▸ **DATA LINES**
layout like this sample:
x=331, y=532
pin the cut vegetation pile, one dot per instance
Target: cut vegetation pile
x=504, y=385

▸ **STATED TASK**
Write every line of the items above as a JSON list of strings, one string per line, leaving out any blank lines.

▸ **RESULT FOR THIS EXERCISE**
[
  "layout like this sample:",
  "x=331, y=532",
  "pin the cut vegetation pile, one dot per instance",
  "Target: cut vegetation pile",
  "x=504, y=385"
]